[DATA]
┌────────
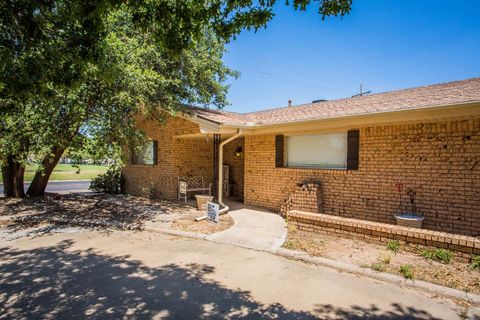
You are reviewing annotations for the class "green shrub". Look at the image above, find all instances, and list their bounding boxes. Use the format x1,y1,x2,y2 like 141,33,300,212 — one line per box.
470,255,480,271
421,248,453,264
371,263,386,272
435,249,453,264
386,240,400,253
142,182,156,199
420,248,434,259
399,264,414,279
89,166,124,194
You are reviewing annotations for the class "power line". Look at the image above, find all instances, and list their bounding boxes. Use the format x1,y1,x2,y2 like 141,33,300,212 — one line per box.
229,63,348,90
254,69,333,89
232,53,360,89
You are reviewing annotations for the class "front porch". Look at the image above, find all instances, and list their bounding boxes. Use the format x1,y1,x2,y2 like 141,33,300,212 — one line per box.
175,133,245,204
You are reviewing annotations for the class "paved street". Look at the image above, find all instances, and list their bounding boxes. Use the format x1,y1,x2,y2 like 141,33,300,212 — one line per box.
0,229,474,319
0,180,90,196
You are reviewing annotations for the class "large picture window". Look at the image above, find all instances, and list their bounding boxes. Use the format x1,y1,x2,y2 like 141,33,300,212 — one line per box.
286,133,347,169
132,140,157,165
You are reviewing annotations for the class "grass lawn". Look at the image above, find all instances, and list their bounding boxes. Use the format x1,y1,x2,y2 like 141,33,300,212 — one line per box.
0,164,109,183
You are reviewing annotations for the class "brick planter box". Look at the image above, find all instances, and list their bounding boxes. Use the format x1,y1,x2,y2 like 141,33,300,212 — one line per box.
└────────
[WHAT NEEDS TO BE DONE] Print each entry precisely as written; the pictures stay out.

[TASK RESPONSE]
You are reviewing annotations for the class "green shrub". Look at the image above, find all instances, and list their bounding boxes. Use the format x1,y1,x2,y2 like 141,33,300,212 — one line per box.
470,255,480,271
421,248,453,264
371,263,386,272
435,249,453,264
386,240,400,253
142,182,156,199
420,248,434,259
399,264,414,279
89,166,124,194
You are reviewing annotations for the class "power line". Look at the image above, find all instances, and list their bounding boxes. Use the format x1,y1,x2,y2 like 141,33,300,212 — one line per box.
229,63,348,90
254,69,333,89
232,53,360,89
You are reviewing annotations for the class "front porch". Look at the image above, find all instances, and list their bounding boxes. Use the format x1,y1,x2,y2 like 141,33,300,212 — one line per box.
175,133,245,204
You are reviewing annotations for the class "paved street". Look at the image above, find all instances, and list their bounding boxes. Use the format x1,y1,x2,y2 like 141,33,300,212 — one line per box.
0,229,474,319
0,180,90,196
You are reviewing annotations for the class "large picture window". Look at the image above, find all instances, and list their bounding boxes. Use the format x1,y1,x2,y2 like 141,33,300,212 — one line per box.
286,133,347,169
132,140,157,165
You are reviewing annotations for the class "grass lawn". Look at the image above, find all instances, and list their bounding boxes. Use the format x1,y1,x2,y2 like 141,33,300,212 — one line per box.
0,164,109,183
You are reviewing annotations for the class "brick planter box". Look at the image above, find all instances, and list their bounding boxes. Use the format x1,y1,x2,y2 like 141,33,300,212 — one line per box.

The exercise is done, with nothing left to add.